EXERCISE REQUIREMENTS: The response must be made up of the lines in the entries below that contain "lamp".
*** Opening SUPPLIED RECORDS ***
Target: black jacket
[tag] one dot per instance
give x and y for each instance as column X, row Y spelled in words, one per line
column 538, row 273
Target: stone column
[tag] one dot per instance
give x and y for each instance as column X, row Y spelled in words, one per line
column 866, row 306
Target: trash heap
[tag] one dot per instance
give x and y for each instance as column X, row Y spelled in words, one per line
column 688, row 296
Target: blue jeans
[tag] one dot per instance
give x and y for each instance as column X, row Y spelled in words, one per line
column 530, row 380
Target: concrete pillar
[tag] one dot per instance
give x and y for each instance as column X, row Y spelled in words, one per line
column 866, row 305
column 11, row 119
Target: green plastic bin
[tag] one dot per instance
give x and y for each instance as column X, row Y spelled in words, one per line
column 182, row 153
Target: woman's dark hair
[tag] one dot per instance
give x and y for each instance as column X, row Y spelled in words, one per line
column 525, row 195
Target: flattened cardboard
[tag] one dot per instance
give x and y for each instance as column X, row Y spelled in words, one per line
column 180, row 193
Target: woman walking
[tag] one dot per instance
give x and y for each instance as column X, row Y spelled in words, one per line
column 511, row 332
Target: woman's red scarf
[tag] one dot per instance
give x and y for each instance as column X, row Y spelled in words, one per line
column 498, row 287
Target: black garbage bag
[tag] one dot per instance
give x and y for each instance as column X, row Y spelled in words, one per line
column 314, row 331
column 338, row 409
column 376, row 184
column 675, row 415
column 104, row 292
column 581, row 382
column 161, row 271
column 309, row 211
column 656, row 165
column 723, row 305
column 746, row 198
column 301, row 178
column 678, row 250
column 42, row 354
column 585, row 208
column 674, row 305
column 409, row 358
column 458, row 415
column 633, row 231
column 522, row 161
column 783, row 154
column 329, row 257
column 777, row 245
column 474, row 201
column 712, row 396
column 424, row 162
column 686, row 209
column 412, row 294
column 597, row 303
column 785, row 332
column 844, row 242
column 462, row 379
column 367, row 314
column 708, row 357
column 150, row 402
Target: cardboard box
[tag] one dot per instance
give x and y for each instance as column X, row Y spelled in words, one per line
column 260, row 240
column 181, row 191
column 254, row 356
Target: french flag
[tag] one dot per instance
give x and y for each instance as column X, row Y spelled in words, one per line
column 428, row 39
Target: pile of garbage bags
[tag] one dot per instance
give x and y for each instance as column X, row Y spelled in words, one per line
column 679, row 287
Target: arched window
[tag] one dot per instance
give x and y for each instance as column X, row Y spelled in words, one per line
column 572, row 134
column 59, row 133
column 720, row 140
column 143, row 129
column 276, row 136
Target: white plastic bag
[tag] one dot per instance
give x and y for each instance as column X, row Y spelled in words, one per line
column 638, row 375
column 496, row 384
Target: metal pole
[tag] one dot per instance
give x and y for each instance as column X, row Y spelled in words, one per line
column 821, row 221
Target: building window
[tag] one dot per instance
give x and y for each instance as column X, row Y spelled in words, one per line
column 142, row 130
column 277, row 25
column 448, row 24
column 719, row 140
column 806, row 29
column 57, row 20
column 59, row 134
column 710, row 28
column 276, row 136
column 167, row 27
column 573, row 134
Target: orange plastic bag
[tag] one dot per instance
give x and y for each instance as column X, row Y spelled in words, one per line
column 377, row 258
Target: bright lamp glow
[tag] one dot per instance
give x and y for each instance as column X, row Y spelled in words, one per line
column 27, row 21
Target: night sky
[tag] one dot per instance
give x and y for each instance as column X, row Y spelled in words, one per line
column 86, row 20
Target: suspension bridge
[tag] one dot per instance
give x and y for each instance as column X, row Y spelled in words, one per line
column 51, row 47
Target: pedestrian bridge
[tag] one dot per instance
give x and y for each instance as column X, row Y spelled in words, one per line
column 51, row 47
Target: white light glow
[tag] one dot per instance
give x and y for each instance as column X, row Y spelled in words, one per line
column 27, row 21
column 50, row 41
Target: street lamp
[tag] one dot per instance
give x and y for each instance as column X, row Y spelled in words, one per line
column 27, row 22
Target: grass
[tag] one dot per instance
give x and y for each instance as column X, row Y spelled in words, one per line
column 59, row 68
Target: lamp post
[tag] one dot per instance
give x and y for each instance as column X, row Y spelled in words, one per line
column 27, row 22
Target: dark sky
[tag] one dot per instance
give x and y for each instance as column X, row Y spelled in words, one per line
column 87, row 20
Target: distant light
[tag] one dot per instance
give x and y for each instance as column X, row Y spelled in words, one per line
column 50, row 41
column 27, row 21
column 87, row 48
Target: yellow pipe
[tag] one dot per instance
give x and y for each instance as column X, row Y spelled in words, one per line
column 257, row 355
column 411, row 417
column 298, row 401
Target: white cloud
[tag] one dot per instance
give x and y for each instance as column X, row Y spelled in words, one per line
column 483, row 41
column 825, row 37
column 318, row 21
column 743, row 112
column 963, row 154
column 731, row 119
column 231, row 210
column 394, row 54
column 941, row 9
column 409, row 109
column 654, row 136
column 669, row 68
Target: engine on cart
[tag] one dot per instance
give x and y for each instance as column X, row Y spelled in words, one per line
*** Closing SUPPLIED RECORDS ***
WRITTEN SOLUTION:
Target: bright lamp glow
Target: street lamp
Target: lamp post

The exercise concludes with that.